*What the task asks*: Reproduce the data exactly as given, except for any images.

Collected data
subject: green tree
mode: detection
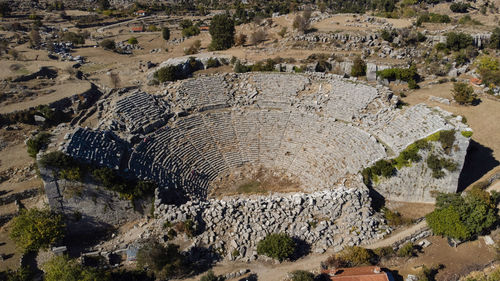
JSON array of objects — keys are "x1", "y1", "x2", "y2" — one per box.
[
  {"x1": 154, "y1": 65, "x2": 179, "y2": 82},
  {"x1": 209, "y1": 14, "x2": 235, "y2": 51},
  {"x1": 98, "y1": 0, "x2": 110, "y2": 10},
  {"x1": 351, "y1": 56, "x2": 366, "y2": 77},
  {"x1": 426, "y1": 205, "x2": 470, "y2": 240},
  {"x1": 452, "y1": 82, "x2": 477, "y2": 105},
  {"x1": 446, "y1": 32, "x2": 474, "y2": 51},
  {"x1": 26, "y1": 132, "x2": 51, "y2": 157},
  {"x1": 290, "y1": 270, "x2": 315, "y2": 281},
  {"x1": 136, "y1": 240, "x2": 186, "y2": 278},
  {"x1": 0, "y1": 1, "x2": 11, "y2": 17},
  {"x1": 10, "y1": 208, "x2": 65, "y2": 252},
  {"x1": 162, "y1": 27, "x2": 170, "y2": 41},
  {"x1": 128, "y1": 37, "x2": 138, "y2": 45},
  {"x1": 489, "y1": 27, "x2": 500, "y2": 49},
  {"x1": 257, "y1": 233, "x2": 295, "y2": 261},
  {"x1": 397, "y1": 242, "x2": 415, "y2": 257},
  {"x1": 0, "y1": 266, "x2": 33, "y2": 281},
  {"x1": 43, "y1": 255, "x2": 109, "y2": 281},
  {"x1": 100, "y1": 39, "x2": 115, "y2": 50},
  {"x1": 337, "y1": 246, "x2": 373, "y2": 267}
]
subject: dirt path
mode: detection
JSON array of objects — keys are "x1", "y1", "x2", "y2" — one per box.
[
  {"x1": 182, "y1": 221, "x2": 429, "y2": 281},
  {"x1": 366, "y1": 220, "x2": 428, "y2": 249}
]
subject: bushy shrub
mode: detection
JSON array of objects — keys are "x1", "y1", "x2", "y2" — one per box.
[
  {"x1": 184, "y1": 40, "x2": 201, "y2": 55},
  {"x1": 27, "y1": 132, "x2": 51, "y2": 157},
  {"x1": 10, "y1": 208, "x2": 65, "y2": 252},
  {"x1": 206, "y1": 57, "x2": 219, "y2": 68},
  {"x1": 61, "y1": 32, "x2": 85, "y2": 45},
  {"x1": 373, "y1": 246, "x2": 394, "y2": 259},
  {"x1": 416, "y1": 13, "x2": 450, "y2": 26},
  {"x1": 100, "y1": 39, "x2": 115, "y2": 50},
  {"x1": 39, "y1": 151, "x2": 75, "y2": 169},
  {"x1": 251, "y1": 58, "x2": 276, "y2": 72},
  {"x1": 154, "y1": 65, "x2": 180, "y2": 82},
  {"x1": 43, "y1": 255, "x2": 108, "y2": 281},
  {"x1": 59, "y1": 167, "x2": 82, "y2": 181},
  {"x1": 257, "y1": 233, "x2": 295, "y2": 261},
  {"x1": 397, "y1": 242, "x2": 415, "y2": 257},
  {"x1": 290, "y1": 270, "x2": 315, "y2": 281},
  {"x1": 382, "y1": 207, "x2": 409, "y2": 226},
  {"x1": 446, "y1": 32, "x2": 474, "y2": 51},
  {"x1": 182, "y1": 25, "x2": 200, "y2": 37},
  {"x1": 426, "y1": 154, "x2": 457, "y2": 178},
  {"x1": 380, "y1": 29, "x2": 397, "y2": 42},
  {"x1": 489, "y1": 27, "x2": 500, "y2": 49},
  {"x1": 136, "y1": 240, "x2": 186, "y2": 279},
  {"x1": 452, "y1": 82, "x2": 477, "y2": 105},
  {"x1": 351, "y1": 56, "x2": 366, "y2": 77},
  {"x1": 461, "y1": 131, "x2": 473, "y2": 138},
  {"x1": 128, "y1": 37, "x2": 138, "y2": 45},
  {"x1": 450, "y1": 2, "x2": 469, "y2": 13},
  {"x1": 337, "y1": 246, "x2": 373, "y2": 267},
  {"x1": 377, "y1": 65, "x2": 420, "y2": 86},
  {"x1": 234, "y1": 61, "x2": 251, "y2": 73}
]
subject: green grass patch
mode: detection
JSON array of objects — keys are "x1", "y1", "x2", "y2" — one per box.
[
  {"x1": 237, "y1": 181, "x2": 264, "y2": 194},
  {"x1": 461, "y1": 131, "x2": 473, "y2": 138}
]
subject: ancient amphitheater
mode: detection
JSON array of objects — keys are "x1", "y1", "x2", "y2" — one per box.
[{"x1": 51, "y1": 72, "x2": 471, "y2": 259}]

*Written answer*:
subject: green tree
mode: detection
JSON array of objects — keys are "x1", "y1", "x2", "y2" — one per box.
[
  {"x1": 154, "y1": 65, "x2": 179, "y2": 82},
  {"x1": 209, "y1": 14, "x2": 235, "y2": 51},
  {"x1": 98, "y1": 0, "x2": 110, "y2": 10},
  {"x1": 351, "y1": 56, "x2": 366, "y2": 77},
  {"x1": 426, "y1": 205, "x2": 470, "y2": 240},
  {"x1": 452, "y1": 82, "x2": 477, "y2": 105},
  {"x1": 446, "y1": 32, "x2": 474, "y2": 51},
  {"x1": 26, "y1": 132, "x2": 51, "y2": 157},
  {"x1": 290, "y1": 270, "x2": 315, "y2": 281},
  {"x1": 136, "y1": 240, "x2": 186, "y2": 278},
  {"x1": 0, "y1": 1, "x2": 11, "y2": 17},
  {"x1": 10, "y1": 208, "x2": 65, "y2": 252},
  {"x1": 162, "y1": 27, "x2": 170, "y2": 41},
  {"x1": 128, "y1": 37, "x2": 138, "y2": 45},
  {"x1": 489, "y1": 27, "x2": 500, "y2": 49},
  {"x1": 257, "y1": 233, "x2": 295, "y2": 261},
  {"x1": 397, "y1": 242, "x2": 415, "y2": 257},
  {"x1": 0, "y1": 266, "x2": 33, "y2": 281},
  {"x1": 43, "y1": 255, "x2": 109, "y2": 281},
  {"x1": 100, "y1": 39, "x2": 115, "y2": 50},
  {"x1": 337, "y1": 246, "x2": 373, "y2": 267}
]
subject: dirt path
mode: detection
JSON array of objects — keys are "x1", "y1", "x2", "y2" — one per box.
[
  {"x1": 182, "y1": 221, "x2": 429, "y2": 281},
  {"x1": 366, "y1": 220, "x2": 428, "y2": 249}
]
subject: bushy shrub
mode: detection
JSON array of objects — keys are "x1", "y1", "x2", "y2" — one per box.
[
  {"x1": 184, "y1": 40, "x2": 201, "y2": 55},
  {"x1": 27, "y1": 132, "x2": 51, "y2": 157},
  {"x1": 10, "y1": 208, "x2": 65, "y2": 252},
  {"x1": 206, "y1": 57, "x2": 219, "y2": 68},
  {"x1": 61, "y1": 32, "x2": 85, "y2": 45},
  {"x1": 373, "y1": 246, "x2": 394, "y2": 259},
  {"x1": 416, "y1": 13, "x2": 450, "y2": 26},
  {"x1": 100, "y1": 39, "x2": 115, "y2": 50},
  {"x1": 39, "y1": 151, "x2": 75, "y2": 169},
  {"x1": 251, "y1": 58, "x2": 276, "y2": 72},
  {"x1": 154, "y1": 65, "x2": 180, "y2": 82},
  {"x1": 43, "y1": 255, "x2": 108, "y2": 281},
  {"x1": 59, "y1": 167, "x2": 82, "y2": 181},
  {"x1": 257, "y1": 233, "x2": 295, "y2": 261},
  {"x1": 397, "y1": 242, "x2": 415, "y2": 257},
  {"x1": 290, "y1": 270, "x2": 315, "y2": 281},
  {"x1": 382, "y1": 207, "x2": 409, "y2": 226},
  {"x1": 446, "y1": 32, "x2": 474, "y2": 51},
  {"x1": 182, "y1": 25, "x2": 200, "y2": 37},
  {"x1": 426, "y1": 154, "x2": 457, "y2": 178},
  {"x1": 380, "y1": 29, "x2": 397, "y2": 42},
  {"x1": 489, "y1": 27, "x2": 500, "y2": 49},
  {"x1": 136, "y1": 240, "x2": 186, "y2": 279},
  {"x1": 452, "y1": 82, "x2": 477, "y2": 105},
  {"x1": 351, "y1": 56, "x2": 366, "y2": 77},
  {"x1": 461, "y1": 131, "x2": 473, "y2": 138},
  {"x1": 128, "y1": 37, "x2": 138, "y2": 45},
  {"x1": 450, "y1": 2, "x2": 469, "y2": 13},
  {"x1": 337, "y1": 246, "x2": 373, "y2": 267},
  {"x1": 377, "y1": 65, "x2": 420, "y2": 86},
  {"x1": 234, "y1": 61, "x2": 251, "y2": 73}
]
subject: green grass patch
mode: detection
JSON array of objects — keys are "x1", "y1", "x2", "y2" — one per box.
[
  {"x1": 237, "y1": 181, "x2": 264, "y2": 194},
  {"x1": 461, "y1": 131, "x2": 473, "y2": 138}
]
subject: ancient amphitheater
mode: detection
JSON array of objects — keys are "x1", "y1", "x2", "y2" — one per box.
[{"x1": 51, "y1": 72, "x2": 471, "y2": 259}]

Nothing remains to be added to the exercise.